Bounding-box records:

━━━━━━━━━━━━━━━━

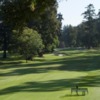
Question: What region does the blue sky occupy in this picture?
[58,0,100,26]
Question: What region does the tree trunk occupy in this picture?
[3,33,7,58]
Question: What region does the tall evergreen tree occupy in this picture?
[83,4,95,49]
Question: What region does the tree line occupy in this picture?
[0,0,61,60]
[62,4,100,49]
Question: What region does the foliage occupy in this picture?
[29,4,59,52]
[11,27,44,60]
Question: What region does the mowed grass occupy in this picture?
[0,50,100,100]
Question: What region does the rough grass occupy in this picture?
[0,50,100,100]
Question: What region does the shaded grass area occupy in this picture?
[0,50,100,100]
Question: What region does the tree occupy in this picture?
[0,22,11,58]
[12,27,44,62]
[62,25,77,47]
[83,4,95,49]
[0,0,56,29]
[29,4,59,52]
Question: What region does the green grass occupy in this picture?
[0,50,100,100]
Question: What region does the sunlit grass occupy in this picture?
[0,50,100,100]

━━━━━━━━━━━━━━━━

Copy out the lines above word for word, starting with the line that contains "Question: What region does the tree trunk" and continuing through the last line.

Question: What region does the tree trunk occupy in this picture?
[3,33,7,58]
Question: What region does the tall evergreen tree occupy in this picture?
[83,4,95,49]
Question: What region does the tree line occupy in this picture?
[0,0,61,60]
[62,4,100,49]
Question: What region does the foliage occupy in this picture?
[29,4,59,52]
[11,27,44,60]
Question: What region does the mowed grass occupy in this picture?
[0,50,100,100]
Question: What region does the rough grass occupy in this picture?
[0,50,100,100]
Question: What region does the shaded grass area occupy in this picture?
[0,50,100,100]
Question: What region does the tree occupy in this picture?
[0,22,11,58]
[12,27,44,62]
[62,25,77,47]
[83,4,95,49]
[0,0,56,29]
[29,4,59,52]
Question: What region does the green grass occupy in this picture?
[0,50,100,100]
Question: What region does the sunlit grass occupy in this picture?
[0,50,100,100]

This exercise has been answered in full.